__本文__.
==============================

クラウドファンディングサイトのページでは、活動の目的や長屋の活用方法、そして工事のレポートを掲載していた荒木さんでしたが、必死で改修作業を行う日々では地元の人へのPRまで手がまわりません。そんな時に力を貸してくれたのが、川越在住のイラストレーター・ふなはしわかさん。自身もD.I.Y.に協力しつつ、現場のレポートを味のあるイラストと文章でまとめたA4サイズの瓦版を制作してくれたのです。
「この瓦版が特に地元のおじいちゃん、おばあちゃんに大好評でした。1回目は80%の説明、2回目は僕たちの紹介、最後の3回目はお店のことを書いてもらったのですが、長屋の前にポストを設置して置いておいたら、お昼にはもうなくなっているんです。高齢者も多いこの地域では、SNSよりも紙メディアが合っていたんだと思います」
2017年2月中旬にスタートした改修工事は、4ヶ月をかけてようやく終了。仕事と作業のダブルワークのため工事に時間がかかり、当初の予定より20日遅れとなりましたが、ついに2017年6月20日、「旧大工町長屋」がオープンを迎えました。
STEP 05 今後の課題と展望
拠点をつくり、地域の問題を
住民と一緒に解決策を考える
オープンから約1ヶ月後、昼間は「旧大工町長屋」の前で地元の人同士が足を止めて挨拶を交わしたり、世間話をする姿が見られるように。そして夜はこれまで真っ暗だった交差点に明かりが灯り、「すずのや」には週2〜3回家族で訪れる常連さんの姿も。瓦版効果で工事中から地元の人に認知されていたこともあり、訪れる人の多くは観光客ではなく、この地域に住む人たち。シャッターが閉められる以前、青果店や洋品店として人々の営みに寄り添ってきたであろう長屋は今、このまちの新たな交流拠点、そしてランドマークとして息を吹き返したのです。

==============================

__データ抜粋__.

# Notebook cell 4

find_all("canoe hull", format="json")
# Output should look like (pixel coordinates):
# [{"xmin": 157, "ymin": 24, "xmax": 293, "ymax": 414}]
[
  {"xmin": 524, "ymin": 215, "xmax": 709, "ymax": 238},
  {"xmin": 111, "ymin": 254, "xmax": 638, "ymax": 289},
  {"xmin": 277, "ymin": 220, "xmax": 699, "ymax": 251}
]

==============================

__課題内容__.
本文のうち「2017年2月中旬にスタート」で始まり「として息を吹き返したのです。」まで続く部分を、一字も変えずに引用せよ。 資料はこの作業とは関係がない。

__回答__.
2017年2月中旬にスタートした改修工事は、4ヶ月をかけてようやく終了。仕事と作業のダブルワークのため工事に時間がかかり、当初の予定より20日遅れとなりましたが、ついに2017年6月20日、「旧大工町長屋」がオープンを迎えました。
STEP 05 今後の課題と展望
拠点をつくり、地域の問題を
住民と一緒に解決策を考える
オープンから約1ヶ月後、昼間は「旧大工町長屋」の前で地元の人同士が足を止めて挨拶を交わしたり、世間話をする姿が見られるように。そして夜はこれまで真っ暗だった交差点に明かりが灯り、「すずのや」には週2〜3回家族で訪れる常連さんの姿も。瓦版効果で工事中から地元の人に認知されていたこともあり、訪れる人の多くは観光客ではなく、この地域に住む人たち。シャッターが閉められる以前、青果店や洋品店として人々の営みに寄り添ってきたであろう長屋は今、このまちの新たな交流拠点、そしてランドマークとして息を吹き返したのです。